**Activités:**
• 1. Selon le texte, quelles raisons le narrateur donne-t-il pour justifier d'avoir délaissé Tonton Chab' ? Répondez en une à trois phrases.
• 2. Restituez fidèlement le passage du texte qui commence à « Plongé dans la » et s'achève à « prend forme progressivement. ».
══ Texte
Plongé dans la pénombre et confortablement vautré, je m'apprête à faire tourner la bobine de "Violette Nozière" quand soudainement, un imposant et enivrant parfum de patchouli envahit mon salon et me viole les naseaux. Puis de denses volutes de fumée apparaissent devant moi et à travers lesquelles je distingue une silhouette qui prend forme progressivement.
- "Sans déconner !...C'est toi, Dieu ?!" m'héberlu-je.
- "Presque mon con ! Tu me remets ?"
- "Et comment, Tonton Chab' ! Ca fait un bail comme dirait Nathalie !"
- "Ingrat ! Tu m'as vite oublié dis-donc. J'aurai pu crever, c'était pareil. Que me vaut ton mépris ?"
- "Bah...y a eu la coupe du monde, les vacances et puis...j'ai fait d'autres rencontres."
- "Comme "Godzilla" ! Tu crois que j'ignore toutes les saloperies que tu t'es tapé récemment comme "Lucy" ou "Annabelle" ?! Mais je vois que tu te ressaisis avec ma Violette, tu me rassures."
- "Mouais mais j'ai pas fait que marcher dans la merde, j'ai aussi côtoyé du bonheur, Tonton. C'est quoi ce parfum là ?"
- "Ca mon con, c'est mon électropipe, parfum patchouli."
- " 'tain c'est coriace comme senteur, ça sent comme le livret de l'album "Like A Prayer" de Madonna !"
- "Pitète mais le patchouli est ancéstralement recommandé pour lutter contre les troubles intestinaux et puis ça dissimule ses effets actifs si tu vois j'veux dire..."
- Hé tonton..." dis-je en clignant d'un oeil, "tu veux dire par là que tu te la pètes ?"
Face à son silence plombé d'un dédain malsain, je lance le film...
════
══ Entrées présentées
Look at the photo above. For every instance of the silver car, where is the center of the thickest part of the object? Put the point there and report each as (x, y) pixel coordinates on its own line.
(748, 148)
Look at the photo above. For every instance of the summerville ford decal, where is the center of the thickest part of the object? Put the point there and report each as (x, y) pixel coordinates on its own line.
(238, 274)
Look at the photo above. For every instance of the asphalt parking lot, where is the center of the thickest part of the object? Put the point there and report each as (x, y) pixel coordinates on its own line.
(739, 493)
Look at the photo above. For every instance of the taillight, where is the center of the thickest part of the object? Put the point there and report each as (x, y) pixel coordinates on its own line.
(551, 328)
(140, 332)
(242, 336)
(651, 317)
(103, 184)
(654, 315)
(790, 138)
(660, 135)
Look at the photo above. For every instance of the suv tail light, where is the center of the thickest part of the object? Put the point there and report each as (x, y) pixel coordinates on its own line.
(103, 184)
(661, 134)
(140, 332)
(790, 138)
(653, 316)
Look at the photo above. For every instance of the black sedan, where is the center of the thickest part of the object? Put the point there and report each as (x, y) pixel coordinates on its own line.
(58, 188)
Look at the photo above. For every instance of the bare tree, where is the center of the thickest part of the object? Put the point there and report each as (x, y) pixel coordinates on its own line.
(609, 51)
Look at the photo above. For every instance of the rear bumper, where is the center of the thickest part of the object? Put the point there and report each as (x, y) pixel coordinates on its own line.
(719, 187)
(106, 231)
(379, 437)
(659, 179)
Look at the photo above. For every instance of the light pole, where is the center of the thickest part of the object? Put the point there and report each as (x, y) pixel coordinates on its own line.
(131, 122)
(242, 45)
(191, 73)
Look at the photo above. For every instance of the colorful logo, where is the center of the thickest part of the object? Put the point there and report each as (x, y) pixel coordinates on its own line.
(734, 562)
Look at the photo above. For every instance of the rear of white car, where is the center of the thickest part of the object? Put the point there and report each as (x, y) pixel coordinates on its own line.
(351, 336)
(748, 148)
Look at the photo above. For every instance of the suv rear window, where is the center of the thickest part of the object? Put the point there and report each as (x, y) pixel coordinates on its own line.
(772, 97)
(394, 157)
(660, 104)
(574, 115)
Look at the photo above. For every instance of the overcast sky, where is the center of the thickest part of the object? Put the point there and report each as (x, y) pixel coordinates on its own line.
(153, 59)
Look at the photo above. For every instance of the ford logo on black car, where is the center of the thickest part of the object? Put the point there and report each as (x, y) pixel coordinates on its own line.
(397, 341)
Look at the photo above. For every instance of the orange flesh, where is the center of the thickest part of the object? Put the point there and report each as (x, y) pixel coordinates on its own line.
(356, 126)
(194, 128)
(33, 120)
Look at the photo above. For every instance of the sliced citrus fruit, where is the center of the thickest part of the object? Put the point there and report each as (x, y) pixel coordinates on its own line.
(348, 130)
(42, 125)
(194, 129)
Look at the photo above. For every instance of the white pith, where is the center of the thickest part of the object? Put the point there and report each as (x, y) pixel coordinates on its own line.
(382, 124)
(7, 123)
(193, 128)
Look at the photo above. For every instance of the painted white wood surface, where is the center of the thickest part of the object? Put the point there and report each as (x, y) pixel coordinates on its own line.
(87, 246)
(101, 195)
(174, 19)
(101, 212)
════
**Réponses par activité:**
• 1. Le narrateur invoque la coupe du monde et les vacances. Il ajoute qu'il a fait d'autres rencontres.

• 2.
Plongé dans la pénombre et confortablement vautré, je m'apprête à faire tourner la bobine de "Violette Nozière" quand soudainement, un imposant et enivrant parfum de patchouli envahit mon salon et me viole les naseaux. Puis de denses volutes de fumée apparaissent devant moi et à travers lesquelles je distingue une silhouette qui prend forme progressivement.